━━━━━ 文書の一節

■本の蒐集記録(2007年5-6月)





2007/06/30(Sat)
●モーリス・センダック 作/神宮輝夫 訳
『とおいところへいきたいな』(冨山房)
●モーリス・センダック 作/神宮輝夫 訳
『ちいさなちいさなえほんばこ』(冨山房)

センダック熱にうかされる日々。
というわけで、『とおいところへいきたいな』は、センダックの初期作品。
これはタイトルがわたしの気分にぴったりだったので(?)購入。
あかちゃんの世話にかまけて相手をしてくれないお母さんに腹をたて、家を出たマーチン少年。
途中で出会った馬、すずめ、猫とともに、「とおいところ」を目指しますが…。
オレンジと黒しか使われていないシンプルな絵が、やっぱり素敵。
「とおいところ」へ行きたくて、ちいさな冒険をして、やっぱりもとの場所に帰ってくるという筋書きに、 デュボアザン『ゆくえふめいのミルクやさん』を思い出したりもしました。
誰しも結局は、もとの場所に帰ってくるものなのでしょうか?

『ちいさなちいさなえほんばこ』は、センダックの豆本4冊セット。
タイトルどおり、ちいさなちいさなえほんばこに、手のひらにすっぽりおさまるほどの、ちいさなちいさなえほんが4冊入っています。
全4巻の構成は、下記のとおり。

━━━━━━━━━━

蒐集記録を「センダック熱にうかされる日々。」に始まり「全4巻の構成は、下記のとおり。」に終わる範囲で書き出し、その中の「マーチン少年」を「マーチンくん」に変えてください。 ここでは蒐集記録の内容だけを手がかりにしてください。

━━━━━ データ抜粋

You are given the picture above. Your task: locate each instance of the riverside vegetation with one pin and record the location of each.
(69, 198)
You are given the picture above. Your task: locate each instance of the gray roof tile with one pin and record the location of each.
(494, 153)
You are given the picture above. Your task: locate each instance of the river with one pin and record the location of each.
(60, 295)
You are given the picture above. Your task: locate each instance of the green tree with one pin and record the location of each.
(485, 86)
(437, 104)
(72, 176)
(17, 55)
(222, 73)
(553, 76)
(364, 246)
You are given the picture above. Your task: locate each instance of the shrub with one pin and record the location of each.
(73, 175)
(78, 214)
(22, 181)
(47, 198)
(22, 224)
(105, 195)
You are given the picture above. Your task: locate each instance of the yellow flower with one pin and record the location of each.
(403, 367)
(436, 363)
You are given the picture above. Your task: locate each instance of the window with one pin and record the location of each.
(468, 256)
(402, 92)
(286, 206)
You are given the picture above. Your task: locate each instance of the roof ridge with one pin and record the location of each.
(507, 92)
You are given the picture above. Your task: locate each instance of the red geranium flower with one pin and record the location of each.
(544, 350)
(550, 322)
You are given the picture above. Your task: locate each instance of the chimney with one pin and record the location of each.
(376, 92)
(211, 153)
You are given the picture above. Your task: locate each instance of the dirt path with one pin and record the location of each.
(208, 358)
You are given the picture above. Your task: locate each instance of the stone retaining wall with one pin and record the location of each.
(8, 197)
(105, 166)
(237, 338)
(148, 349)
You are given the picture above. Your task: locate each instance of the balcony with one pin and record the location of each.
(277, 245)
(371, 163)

━━━━━━━━━━

● **演習の結果**:
センダック熱にうかされる日々。
というわけで、『とおいところへいきたいな』は、センダックの初期作品。
これはタイトルがわたしの気分にぴったりだったので(?)購入。
あかちゃんの世話にかまけて相手をしてくれないお母さんに腹をたて、家を出たマーチンくん。
途中で出会った馬、すずめ、猫とともに、「とおいところ」を目指しますが…。
オレンジと黒しか使われていないシンプルな絵が、やっぱり素敵。
「とおいところ」へ行きたくて、ちいさな冒険をして、やっぱりもとの場所に帰ってくるという筋書きに、 デュボアザン『ゆくえふめいのミルクやさん』を思い出したりもしました。
誰しも結局は、もとの場所に帰ってくるものなのでしょうか?

『ちいさなちいさなえほんばこ』は、センダックの豆本4冊セット。
タイトルどおり、ちいさなちいさなえほんばこに、手のひらにすっぽりおさまるほどの、ちいさなちいさなえほんが4冊入っています。
全4巻の構成は、下記のとおり。